§ What you are asked to do
Among the entries that follow, count the lines that contain the word "chair" and say how many there are, writing nothing else.

== Task inputs ==

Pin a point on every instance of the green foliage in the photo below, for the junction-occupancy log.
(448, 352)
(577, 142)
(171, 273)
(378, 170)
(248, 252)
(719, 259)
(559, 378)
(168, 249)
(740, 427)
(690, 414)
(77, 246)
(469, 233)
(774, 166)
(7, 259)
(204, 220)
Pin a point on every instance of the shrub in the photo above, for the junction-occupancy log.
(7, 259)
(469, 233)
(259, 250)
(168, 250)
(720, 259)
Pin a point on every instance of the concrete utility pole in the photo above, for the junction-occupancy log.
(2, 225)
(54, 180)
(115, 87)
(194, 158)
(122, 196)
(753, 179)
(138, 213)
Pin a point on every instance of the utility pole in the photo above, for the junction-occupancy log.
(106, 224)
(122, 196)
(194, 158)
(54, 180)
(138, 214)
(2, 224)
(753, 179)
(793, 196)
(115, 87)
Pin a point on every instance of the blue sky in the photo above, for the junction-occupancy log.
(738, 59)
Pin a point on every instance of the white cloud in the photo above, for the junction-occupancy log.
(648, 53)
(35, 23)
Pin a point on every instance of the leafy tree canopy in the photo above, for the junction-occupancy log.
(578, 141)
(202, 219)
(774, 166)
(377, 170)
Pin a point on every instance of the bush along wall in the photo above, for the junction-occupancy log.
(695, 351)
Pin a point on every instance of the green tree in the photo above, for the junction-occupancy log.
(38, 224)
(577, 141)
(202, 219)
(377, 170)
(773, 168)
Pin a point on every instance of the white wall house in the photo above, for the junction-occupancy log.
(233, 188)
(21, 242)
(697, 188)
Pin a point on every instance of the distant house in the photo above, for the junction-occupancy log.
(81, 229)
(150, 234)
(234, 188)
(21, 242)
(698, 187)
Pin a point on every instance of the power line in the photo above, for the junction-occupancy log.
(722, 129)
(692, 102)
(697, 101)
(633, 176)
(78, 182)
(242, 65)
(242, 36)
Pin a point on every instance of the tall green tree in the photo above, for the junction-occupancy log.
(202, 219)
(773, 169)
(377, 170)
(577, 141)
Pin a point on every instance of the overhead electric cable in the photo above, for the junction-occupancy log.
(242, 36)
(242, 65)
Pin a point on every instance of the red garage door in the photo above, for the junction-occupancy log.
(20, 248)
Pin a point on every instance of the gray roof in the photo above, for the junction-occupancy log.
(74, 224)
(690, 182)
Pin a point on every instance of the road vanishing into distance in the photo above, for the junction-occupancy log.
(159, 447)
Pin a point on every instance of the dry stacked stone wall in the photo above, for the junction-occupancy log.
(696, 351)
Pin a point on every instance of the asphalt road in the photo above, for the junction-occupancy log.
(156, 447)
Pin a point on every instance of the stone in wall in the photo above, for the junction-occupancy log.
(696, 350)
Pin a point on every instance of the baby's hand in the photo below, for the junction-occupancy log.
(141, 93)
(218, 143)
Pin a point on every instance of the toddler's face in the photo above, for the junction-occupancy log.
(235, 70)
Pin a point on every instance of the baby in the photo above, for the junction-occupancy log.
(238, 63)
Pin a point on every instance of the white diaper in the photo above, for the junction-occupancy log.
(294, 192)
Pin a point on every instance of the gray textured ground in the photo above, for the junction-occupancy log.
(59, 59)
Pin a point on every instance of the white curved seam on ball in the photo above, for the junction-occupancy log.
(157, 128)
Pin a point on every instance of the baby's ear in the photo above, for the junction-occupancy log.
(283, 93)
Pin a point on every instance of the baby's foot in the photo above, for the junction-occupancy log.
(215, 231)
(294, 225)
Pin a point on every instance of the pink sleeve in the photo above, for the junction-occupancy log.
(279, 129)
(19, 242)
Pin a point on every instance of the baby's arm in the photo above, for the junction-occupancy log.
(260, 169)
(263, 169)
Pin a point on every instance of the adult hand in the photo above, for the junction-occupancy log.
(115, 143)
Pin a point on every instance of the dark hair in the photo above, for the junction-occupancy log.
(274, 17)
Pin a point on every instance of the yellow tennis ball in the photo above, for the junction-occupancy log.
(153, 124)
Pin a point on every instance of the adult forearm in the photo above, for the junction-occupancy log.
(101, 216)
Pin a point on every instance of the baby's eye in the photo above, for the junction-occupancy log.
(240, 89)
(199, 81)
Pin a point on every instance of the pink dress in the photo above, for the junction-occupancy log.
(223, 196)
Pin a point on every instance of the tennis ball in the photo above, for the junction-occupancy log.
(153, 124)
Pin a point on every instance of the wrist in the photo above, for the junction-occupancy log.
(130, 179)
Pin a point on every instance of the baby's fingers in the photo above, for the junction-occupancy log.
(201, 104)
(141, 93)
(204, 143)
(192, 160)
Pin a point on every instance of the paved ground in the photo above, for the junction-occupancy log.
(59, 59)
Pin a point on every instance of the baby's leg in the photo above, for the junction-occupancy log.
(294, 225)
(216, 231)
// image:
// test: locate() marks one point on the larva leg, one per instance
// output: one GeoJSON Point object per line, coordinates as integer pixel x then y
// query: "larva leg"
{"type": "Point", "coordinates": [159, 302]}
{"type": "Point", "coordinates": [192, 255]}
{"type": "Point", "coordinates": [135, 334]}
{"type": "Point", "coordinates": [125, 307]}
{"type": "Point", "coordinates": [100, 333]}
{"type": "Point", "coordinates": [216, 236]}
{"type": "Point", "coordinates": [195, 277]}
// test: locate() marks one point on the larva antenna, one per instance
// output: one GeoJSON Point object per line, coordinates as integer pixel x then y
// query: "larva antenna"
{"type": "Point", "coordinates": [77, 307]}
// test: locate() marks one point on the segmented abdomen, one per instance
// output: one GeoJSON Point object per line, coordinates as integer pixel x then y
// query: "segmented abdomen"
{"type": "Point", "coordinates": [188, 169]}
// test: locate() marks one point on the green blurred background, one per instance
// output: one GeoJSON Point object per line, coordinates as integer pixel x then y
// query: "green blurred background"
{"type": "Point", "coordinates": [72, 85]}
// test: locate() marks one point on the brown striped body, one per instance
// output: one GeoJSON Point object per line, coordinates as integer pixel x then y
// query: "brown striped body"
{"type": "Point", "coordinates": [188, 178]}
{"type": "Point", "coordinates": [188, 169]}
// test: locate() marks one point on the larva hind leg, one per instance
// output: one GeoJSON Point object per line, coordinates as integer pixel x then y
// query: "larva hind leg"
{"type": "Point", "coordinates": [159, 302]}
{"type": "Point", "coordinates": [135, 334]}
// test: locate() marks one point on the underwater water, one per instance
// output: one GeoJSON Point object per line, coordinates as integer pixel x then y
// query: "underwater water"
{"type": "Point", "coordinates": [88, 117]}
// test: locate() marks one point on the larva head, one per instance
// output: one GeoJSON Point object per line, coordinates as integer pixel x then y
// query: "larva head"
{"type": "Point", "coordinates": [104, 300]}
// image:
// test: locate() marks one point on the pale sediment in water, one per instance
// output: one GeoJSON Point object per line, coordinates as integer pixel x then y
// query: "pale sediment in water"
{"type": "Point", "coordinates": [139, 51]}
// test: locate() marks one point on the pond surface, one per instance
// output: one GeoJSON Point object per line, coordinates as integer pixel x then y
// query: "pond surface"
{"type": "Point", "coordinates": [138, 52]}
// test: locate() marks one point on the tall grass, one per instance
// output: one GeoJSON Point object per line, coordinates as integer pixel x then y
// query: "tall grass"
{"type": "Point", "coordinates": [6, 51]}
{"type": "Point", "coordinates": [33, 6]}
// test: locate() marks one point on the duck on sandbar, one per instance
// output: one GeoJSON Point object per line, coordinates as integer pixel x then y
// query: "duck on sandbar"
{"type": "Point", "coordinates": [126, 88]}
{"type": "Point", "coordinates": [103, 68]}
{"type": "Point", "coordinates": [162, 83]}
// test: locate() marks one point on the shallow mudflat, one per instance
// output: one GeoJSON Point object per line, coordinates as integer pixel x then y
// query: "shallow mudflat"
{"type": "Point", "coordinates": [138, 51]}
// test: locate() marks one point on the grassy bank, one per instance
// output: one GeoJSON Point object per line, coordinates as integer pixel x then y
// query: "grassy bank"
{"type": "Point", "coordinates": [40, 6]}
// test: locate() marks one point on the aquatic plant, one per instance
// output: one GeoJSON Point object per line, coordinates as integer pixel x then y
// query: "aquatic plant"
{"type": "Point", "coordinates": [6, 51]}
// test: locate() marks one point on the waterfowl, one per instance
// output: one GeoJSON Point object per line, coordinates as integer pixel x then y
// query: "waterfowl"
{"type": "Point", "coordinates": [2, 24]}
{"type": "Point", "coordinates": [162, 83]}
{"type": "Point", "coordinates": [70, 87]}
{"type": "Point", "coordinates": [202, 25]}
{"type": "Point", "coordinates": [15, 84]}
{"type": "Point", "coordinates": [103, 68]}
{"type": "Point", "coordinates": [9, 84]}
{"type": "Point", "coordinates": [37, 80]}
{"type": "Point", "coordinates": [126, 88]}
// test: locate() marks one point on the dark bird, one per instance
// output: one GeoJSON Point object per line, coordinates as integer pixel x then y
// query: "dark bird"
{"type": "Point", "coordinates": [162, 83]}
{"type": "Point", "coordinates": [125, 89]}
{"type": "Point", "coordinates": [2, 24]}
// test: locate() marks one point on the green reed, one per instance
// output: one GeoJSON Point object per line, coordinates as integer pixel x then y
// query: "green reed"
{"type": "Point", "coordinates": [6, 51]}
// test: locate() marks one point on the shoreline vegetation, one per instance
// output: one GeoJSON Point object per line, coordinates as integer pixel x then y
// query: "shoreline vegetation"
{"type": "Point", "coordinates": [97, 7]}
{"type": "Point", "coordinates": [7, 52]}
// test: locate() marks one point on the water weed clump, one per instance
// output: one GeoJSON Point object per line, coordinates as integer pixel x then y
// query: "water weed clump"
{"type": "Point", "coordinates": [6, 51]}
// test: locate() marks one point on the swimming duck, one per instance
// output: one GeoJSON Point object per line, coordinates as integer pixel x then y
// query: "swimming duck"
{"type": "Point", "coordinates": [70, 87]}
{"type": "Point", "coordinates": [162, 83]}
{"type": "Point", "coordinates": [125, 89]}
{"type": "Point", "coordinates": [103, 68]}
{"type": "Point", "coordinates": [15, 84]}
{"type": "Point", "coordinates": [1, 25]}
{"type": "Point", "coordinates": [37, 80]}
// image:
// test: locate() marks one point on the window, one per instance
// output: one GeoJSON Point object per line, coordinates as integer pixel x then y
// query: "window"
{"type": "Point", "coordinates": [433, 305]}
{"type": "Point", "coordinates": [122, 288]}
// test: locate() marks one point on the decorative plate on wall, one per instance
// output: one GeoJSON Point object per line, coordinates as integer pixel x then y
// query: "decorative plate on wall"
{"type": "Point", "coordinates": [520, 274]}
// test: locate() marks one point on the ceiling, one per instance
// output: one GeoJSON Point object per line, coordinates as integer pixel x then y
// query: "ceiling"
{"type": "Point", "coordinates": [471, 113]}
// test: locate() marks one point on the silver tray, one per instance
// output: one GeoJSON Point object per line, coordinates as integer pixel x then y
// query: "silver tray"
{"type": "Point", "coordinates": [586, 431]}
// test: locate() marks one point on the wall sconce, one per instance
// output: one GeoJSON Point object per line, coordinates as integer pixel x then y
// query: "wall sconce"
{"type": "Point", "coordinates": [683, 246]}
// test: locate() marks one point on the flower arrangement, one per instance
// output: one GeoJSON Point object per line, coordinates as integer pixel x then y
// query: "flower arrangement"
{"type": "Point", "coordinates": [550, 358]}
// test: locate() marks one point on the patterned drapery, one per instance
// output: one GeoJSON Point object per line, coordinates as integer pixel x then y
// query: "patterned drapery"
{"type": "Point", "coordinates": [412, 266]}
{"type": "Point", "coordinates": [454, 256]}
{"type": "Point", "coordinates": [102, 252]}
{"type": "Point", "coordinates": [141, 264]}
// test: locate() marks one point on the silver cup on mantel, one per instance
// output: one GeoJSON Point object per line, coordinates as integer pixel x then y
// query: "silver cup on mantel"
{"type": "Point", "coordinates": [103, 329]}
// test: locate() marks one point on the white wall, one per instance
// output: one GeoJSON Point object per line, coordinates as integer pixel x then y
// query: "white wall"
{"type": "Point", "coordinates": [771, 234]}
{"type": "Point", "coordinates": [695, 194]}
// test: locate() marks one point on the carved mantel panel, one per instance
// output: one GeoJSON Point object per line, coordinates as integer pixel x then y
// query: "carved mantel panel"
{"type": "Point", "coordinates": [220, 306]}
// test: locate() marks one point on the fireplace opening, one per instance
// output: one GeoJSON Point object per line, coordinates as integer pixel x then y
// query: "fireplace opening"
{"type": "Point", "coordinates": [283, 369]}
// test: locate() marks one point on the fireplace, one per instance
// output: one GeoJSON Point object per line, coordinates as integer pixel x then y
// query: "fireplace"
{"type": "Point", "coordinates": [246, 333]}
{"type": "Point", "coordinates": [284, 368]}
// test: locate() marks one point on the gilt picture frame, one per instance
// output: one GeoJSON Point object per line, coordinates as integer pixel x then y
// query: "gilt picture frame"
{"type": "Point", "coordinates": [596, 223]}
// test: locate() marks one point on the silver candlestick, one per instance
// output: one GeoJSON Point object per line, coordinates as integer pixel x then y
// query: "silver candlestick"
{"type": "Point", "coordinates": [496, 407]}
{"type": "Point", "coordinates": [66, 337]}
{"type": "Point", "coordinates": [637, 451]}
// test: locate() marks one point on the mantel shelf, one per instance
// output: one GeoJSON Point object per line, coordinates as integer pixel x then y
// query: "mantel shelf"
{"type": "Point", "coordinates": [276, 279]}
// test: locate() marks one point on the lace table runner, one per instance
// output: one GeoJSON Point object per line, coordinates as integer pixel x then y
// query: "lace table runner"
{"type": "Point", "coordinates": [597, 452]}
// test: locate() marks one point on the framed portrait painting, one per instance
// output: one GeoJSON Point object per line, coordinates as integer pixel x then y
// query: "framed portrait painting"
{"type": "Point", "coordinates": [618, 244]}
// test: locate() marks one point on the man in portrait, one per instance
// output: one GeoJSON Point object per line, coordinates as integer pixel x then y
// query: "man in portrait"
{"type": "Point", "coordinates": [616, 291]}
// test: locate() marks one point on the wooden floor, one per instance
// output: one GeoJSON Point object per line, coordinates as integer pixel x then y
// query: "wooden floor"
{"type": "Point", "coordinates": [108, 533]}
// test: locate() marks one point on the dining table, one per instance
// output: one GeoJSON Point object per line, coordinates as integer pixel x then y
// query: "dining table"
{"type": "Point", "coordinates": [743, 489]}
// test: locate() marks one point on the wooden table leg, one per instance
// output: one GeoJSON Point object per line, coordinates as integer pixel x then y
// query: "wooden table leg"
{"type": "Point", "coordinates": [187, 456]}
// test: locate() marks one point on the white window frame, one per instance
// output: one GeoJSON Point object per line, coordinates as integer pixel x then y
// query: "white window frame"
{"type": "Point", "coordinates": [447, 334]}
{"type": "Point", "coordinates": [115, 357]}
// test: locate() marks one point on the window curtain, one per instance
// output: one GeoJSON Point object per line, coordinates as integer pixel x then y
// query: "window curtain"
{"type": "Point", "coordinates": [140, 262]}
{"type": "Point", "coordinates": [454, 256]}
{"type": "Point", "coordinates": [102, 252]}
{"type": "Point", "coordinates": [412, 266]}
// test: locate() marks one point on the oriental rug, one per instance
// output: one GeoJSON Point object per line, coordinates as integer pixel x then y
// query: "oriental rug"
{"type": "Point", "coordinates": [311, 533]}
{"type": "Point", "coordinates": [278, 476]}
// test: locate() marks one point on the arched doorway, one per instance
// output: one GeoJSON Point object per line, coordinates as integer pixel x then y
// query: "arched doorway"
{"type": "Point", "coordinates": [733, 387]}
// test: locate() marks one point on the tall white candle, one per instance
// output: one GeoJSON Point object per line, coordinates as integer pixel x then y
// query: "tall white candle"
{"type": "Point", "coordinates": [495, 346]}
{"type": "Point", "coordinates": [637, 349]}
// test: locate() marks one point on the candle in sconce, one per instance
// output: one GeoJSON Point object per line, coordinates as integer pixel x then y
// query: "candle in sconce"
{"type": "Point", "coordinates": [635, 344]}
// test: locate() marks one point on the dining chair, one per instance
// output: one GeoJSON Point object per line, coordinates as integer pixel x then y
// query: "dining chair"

===

§ Answer to the problem
2